### Exercise requirements
Can you repeat each of the entries below word for word, from the first through the last, leaving the pictures out of your answer?

--- start of Data provided ---

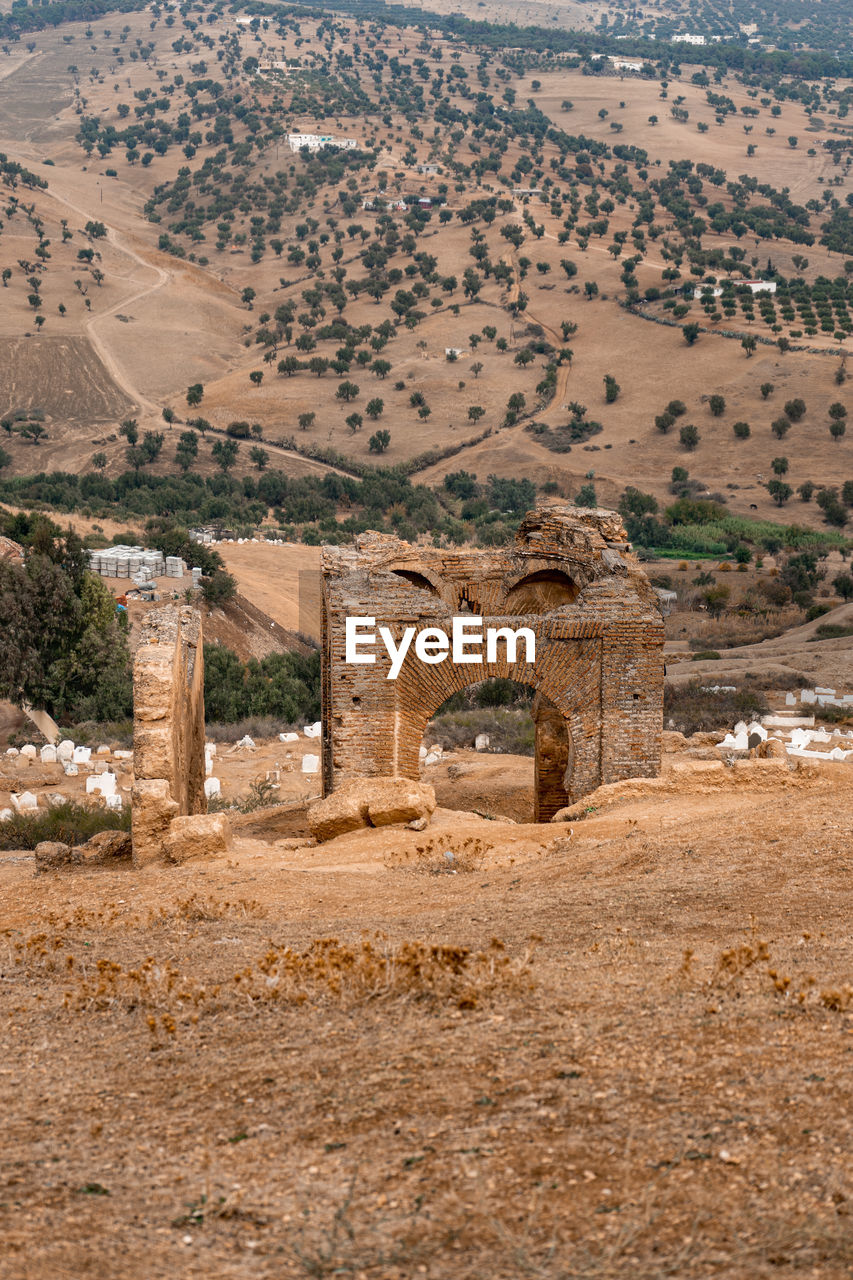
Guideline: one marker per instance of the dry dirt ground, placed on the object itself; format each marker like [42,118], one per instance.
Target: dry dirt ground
[644,1075]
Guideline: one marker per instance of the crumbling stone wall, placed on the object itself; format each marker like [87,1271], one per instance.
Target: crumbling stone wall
[598,671]
[168,727]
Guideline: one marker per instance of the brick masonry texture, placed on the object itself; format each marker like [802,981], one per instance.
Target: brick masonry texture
[598,672]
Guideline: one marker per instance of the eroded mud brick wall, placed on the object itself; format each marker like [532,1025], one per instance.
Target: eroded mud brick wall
[598,671]
[168,726]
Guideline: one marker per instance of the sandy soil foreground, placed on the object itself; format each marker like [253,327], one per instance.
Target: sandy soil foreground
[614,1047]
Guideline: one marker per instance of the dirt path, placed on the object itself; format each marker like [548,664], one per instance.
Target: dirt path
[115,371]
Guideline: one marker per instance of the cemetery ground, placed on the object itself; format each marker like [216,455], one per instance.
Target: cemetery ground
[614,1047]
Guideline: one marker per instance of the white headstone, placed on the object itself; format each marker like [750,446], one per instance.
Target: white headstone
[101,782]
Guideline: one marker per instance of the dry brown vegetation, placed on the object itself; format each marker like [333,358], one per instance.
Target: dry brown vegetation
[318,1063]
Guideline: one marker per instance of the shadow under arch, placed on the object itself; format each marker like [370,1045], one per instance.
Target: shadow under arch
[542,592]
[568,758]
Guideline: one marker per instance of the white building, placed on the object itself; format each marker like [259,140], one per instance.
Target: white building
[753,286]
[314,141]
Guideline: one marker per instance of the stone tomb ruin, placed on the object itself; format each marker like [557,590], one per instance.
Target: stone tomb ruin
[598,671]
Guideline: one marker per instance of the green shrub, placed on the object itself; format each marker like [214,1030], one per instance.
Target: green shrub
[69,823]
[689,709]
[833,631]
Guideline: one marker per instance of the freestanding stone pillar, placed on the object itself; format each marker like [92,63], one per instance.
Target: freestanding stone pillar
[168,727]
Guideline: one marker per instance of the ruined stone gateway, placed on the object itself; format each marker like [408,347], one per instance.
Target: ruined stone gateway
[598,671]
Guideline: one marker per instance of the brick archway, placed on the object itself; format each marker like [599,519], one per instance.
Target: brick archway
[598,648]
[422,690]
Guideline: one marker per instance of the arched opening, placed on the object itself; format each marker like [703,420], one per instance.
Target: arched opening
[511,750]
[542,592]
[415,579]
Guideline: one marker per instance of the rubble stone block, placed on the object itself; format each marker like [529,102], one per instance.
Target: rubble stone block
[370,803]
[199,835]
[51,854]
[153,813]
[397,800]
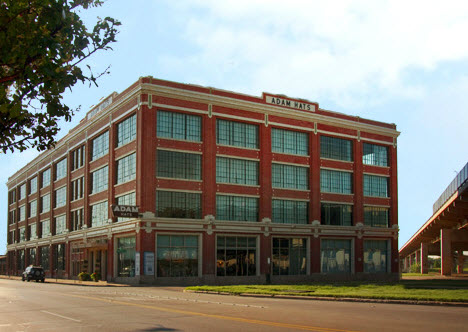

--- end of Data provided ---

### Solution for this task
Guideline: one marker per instance of the dry dirt ground, placed on the object itself; format each marker like [42,118], one per instance.
Target: dry dirt ground
[644,1075]
Guideline: one marker per instance of the crumbling stone wall, placed on the object itself; format each marker like [87,1271], one per instance.
Target: crumbling stone wall
[598,671]
[168,727]
Guideline: one marker per instance of the brick masonry texture, placed on the object itself; format each marker like [802,981], one per instance.
Target: brick masonry texture
[598,672]
Guideline: one marker per instance of the eroded mud brick wall, placed on the object itself; format each marker like [532,1025], one per instance.
Target: eroded mud brick wall
[598,671]
[168,726]
Guideline: one marker per instance of the sandy soil foreground, placed on the object itself; format each marker like [253,327], one per instance.
Target: sandy soil foreground
[614,1047]
Guideline: one marker per instance of the dirt path, placed on the object itself; format each marker like [548,664], one per instance.
Target: dirt path
[115,371]
Guideline: one marker per instance of the cemetery ground, placed on the object itself; format each marker like [216,455], one per instance.
Target: cemetery ground
[614,1047]
Guideline: one marker per instance of the white headstone, placed on the object itself; format each marker like [750,446], one per instance.
Target: white headstone
[101,782]
Guideline: one marker per instance of the dry brown vegetation, placed on the object itself; format each marker like [333,358], one per instance.
Target: dry brown vegetation
[318,1063]
Guideline: one marker per instance of the shadow under arch, placed on the object itself; format each marker like [370,1045], one per instance.
Target: shadow under arch
[542,592]
[568,758]
Guideline: one marker per instance of the white building, placed on the object itself; format each marker like [259,140], one per instance.
Target: white building
[753,286]
[314,141]
Guideline: one marker per instance of the stone tomb ruin, placed on the object itself; format each marker like [557,590], one per instance.
Target: stone tomb ruin
[598,671]
Guideline: one marker per instance of the green shrub, placed on the object itself; format each marker like [214,1030], one per instance.
Target: green shrub
[69,823]
[689,709]
[833,631]
Guideline: one marker per instance of the freestanding stone pillar, placed on the object itself; format each marker like [92,63], one per instance.
Target: freestanding stone pillar
[168,727]
Guideline: one marker per instance of the ruined stone gateway, placed on the object itself; format each marker like [408,347], one per instance.
Target: ruined stone gateway
[598,671]
Guideline: one marker per instance of the brick archway, placed on the object itself; format each marker like [599,519], one per instance.
Target: brick archway
[598,648]
[422,690]
Guideline: one marker per instance of the arched opening, placed on the object itself; format each marker like [703,420], one per instance.
Target: arched opening
[511,750]
[542,592]
[415,579]
Guideline: one marker per instance of the rubble stone block, placed on the object itself; format each marker like [529,102], one per instance.
Target: rubble stone block
[370,803]
[199,835]
[51,854]
[153,813]
[397,800]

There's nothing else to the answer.